Editor’s Note: In this, our last installment of the Points roundtable on Howard Becker’s Becoming a Marihuana User, we are thrilled to welcome the author himself. Here, Becker responds to our previous contributors and offers some insights of his own.
We’d also like to take this opportunity to once again thank Nancy Campbell, Mary Jane Gibson, Amanda Reiman, Cookie Woolner and Carl Hart for their intriguing, thought-provoking and entertaining contributions. We are honored to count you as members of the Points family.
I have never been a “marijuana expert,” certainly never claimed to be such a thing. But I was, for quite a while, the only sociologist who had ever actually published anything about it. So, when it did become a legitimate topic of study and big shots and politicians convoked meetings to decide on scientific matters related to the subject, the attendees mostly consisted of physiologists and pharmacologists and psychologists. But, just to avoid troubles, the organizers of these events always thought they should have a social scientist and for quite a while I was the only one who had the slightest claim to be there. Eventually, of course, plenty of others joined me, including people like the anthropologist Mike Agar. Nancy Campbell talked with me about that phase of the thing and she did an excellent of getting me to tell about the politics of that period, which was pretty funny.

- _PROBLEMS TO WORK ON_:
A - According to the roundtable post, which anthropologist eventually joined Becker at these meetings?
B - Rewrite the roundtable post starting at "Editor’s Note: In" and ending at "the Points family.", substituting "delighted" for "thrilled".
C - Explain why, according to the roundtable post, Becker was included in meetings on scientific matters about marijuana.
The data that follows has no connection to the roundtable post.

- _SUPPLIED INFORMATION_:
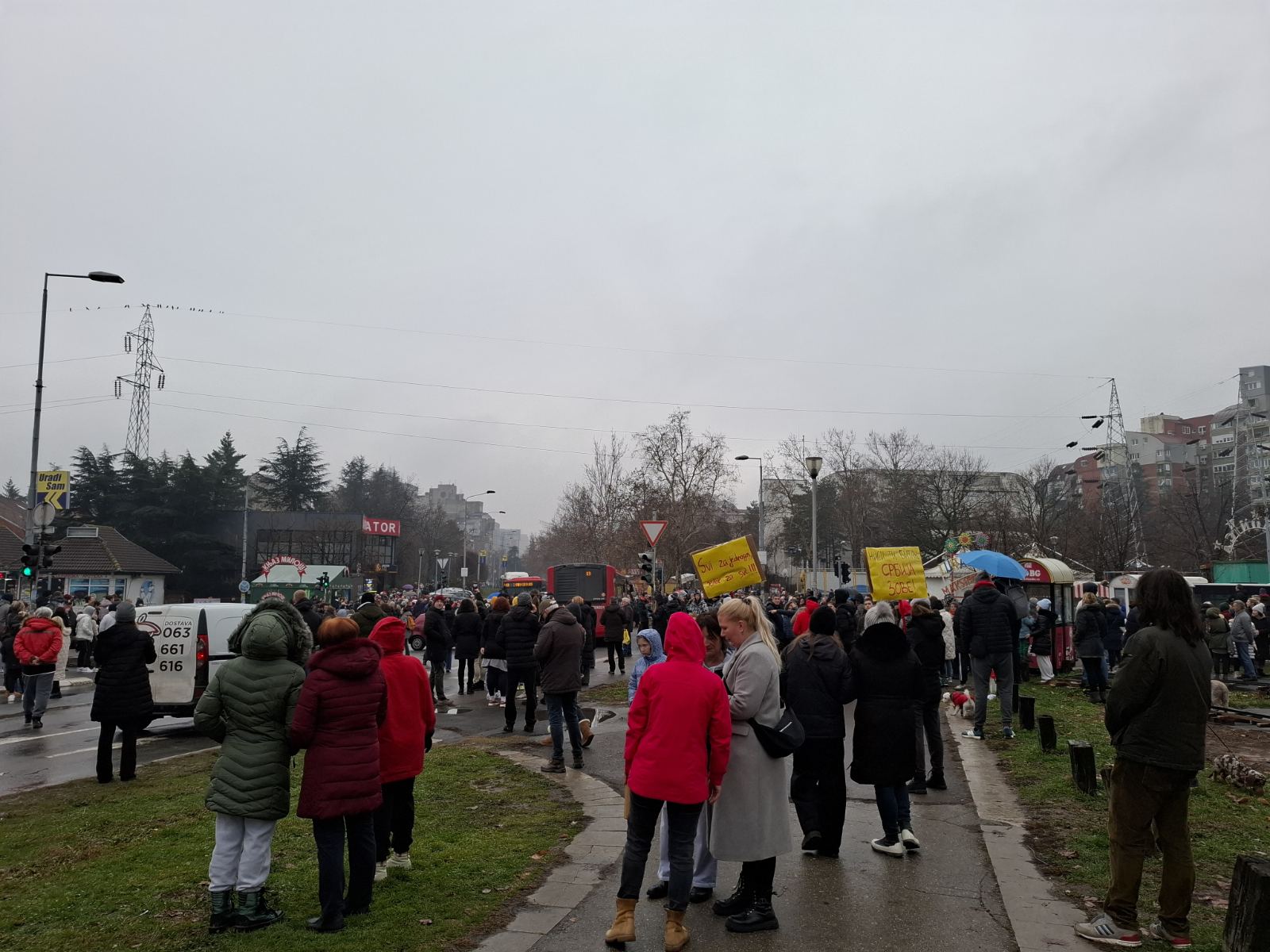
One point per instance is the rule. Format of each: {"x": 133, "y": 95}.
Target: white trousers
{"x": 241, "y": 854}
{"x": 705, "y": 867}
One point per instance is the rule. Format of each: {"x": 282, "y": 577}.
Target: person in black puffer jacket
{"x": 492, "y": 655}
{"x": 887, "y": 685}
{"x": 516, "y": 638}
{"x": 816, "y": 681}
{"x": 615, "y": 624}
{"x": 122, "y": 697}
{"x": 437, "y": 644}
{"x": 467, "y": 635}
{"x": 1090, "y": 625}
{"x": 926, "y": 639}
{"x": 845, "y": 619}
{"x": 987, "y": 628}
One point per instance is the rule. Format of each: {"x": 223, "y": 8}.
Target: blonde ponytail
{"x": 749, "y": 611}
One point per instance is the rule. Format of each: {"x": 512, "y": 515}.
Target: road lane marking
{"x": 44, "y": 736}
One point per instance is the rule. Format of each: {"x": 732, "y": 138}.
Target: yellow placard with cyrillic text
{"x": 895, "y": 573}
{"x": 728, "y": 566}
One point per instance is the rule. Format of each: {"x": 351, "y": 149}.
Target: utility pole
{"x": 247, "y": 507}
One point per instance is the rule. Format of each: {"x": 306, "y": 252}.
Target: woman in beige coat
{"x": 751, "y": 820}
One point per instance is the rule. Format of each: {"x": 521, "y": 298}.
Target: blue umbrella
{"x": 996, "y": 564}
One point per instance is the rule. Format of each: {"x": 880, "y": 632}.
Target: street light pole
{"x": 813, "y": 465}
{"x": 761, "y": 513}
{"x": 40, "y": 390}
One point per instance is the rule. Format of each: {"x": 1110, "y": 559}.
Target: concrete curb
{"x": 1041, "y": 920}
{"x": 595, "y": 848}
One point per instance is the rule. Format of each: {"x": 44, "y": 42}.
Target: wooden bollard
{"x": 1085, "y": 771}
{"x": 1048, "y": 734}
{"x": 1248, "y": 918}
{"x": 1028, "y": 712}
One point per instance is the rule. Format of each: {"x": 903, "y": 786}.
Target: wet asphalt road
{"x": 65, "y": 749}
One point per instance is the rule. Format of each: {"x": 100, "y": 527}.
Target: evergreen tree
{"x": 225, "y": 478}
{"x": 295, "y": 476}
{"x": 352, "y": 493}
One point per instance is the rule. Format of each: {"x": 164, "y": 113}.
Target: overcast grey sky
{"x": 1043, "y": 188}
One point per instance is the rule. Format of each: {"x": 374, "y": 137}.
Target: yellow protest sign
{"x": 52, "y": 486}
{"x": 895, "y": 573}
{"x": 728, "y": 566}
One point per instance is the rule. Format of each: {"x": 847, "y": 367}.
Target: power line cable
{"x": 597, "y": 399}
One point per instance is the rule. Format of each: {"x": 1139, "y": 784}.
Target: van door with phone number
{"x": 171, "y": 676}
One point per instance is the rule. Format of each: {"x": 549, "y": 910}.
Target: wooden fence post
{"x": 1248, "y": 918}
{"x": 1048, "y": 734}
{"x": 1028, "y": 712}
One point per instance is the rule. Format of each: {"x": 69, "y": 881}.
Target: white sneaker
{"x": 889, "y": 848}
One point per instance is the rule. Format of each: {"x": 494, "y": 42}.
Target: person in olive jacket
{"x": 516, "y": 639}
{"x": 1157, "y": 719}
{"x": 248, "y": 708}
{"x": 122, "y": 697}
{"x": 816, "y": 681}
{"x": 338, "y": 719}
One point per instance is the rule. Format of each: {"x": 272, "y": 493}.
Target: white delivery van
{"x": 190, "y": 641}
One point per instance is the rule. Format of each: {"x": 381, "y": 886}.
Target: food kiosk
{"x": 1053, "y": 579}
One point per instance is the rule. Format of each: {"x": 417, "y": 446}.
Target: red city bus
{"x": 597, "y": 584}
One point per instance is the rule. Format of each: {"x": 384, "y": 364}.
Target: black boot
{"x": 759, "y": 918}
{"x": 737, "y": 903}
{"x": 222, "y": 912}
{"x": 254, "y": 913}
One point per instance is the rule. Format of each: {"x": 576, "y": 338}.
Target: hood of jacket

- _SOLUTIONS FOR EACH TASK_:
A - Mike Agar.

B -
Editor’s Note: In this, our last installment of the Points roundtable on Howard Becker’s Becoming a Marihuana User, we are delighted to welcome the author himself. Here, Becker responds to our previous contributors and offers some insights of his own.
We’d also like to take this opportunity to once again thank Nancy Campbell, Mary Jane Gibson, Amanda Reiman, Cookie Woolner and Carl Hart for their intriguing, thought-provoking and entertaining contributions. We are honored to count you as members of the Points family.

C - To avoid troubles, the organizers always thought they should have a social scientist at these events. For quite a while Becker was the only sociologist who had ever published anything about marijuana, so he was the only one with the slightest claim to be there.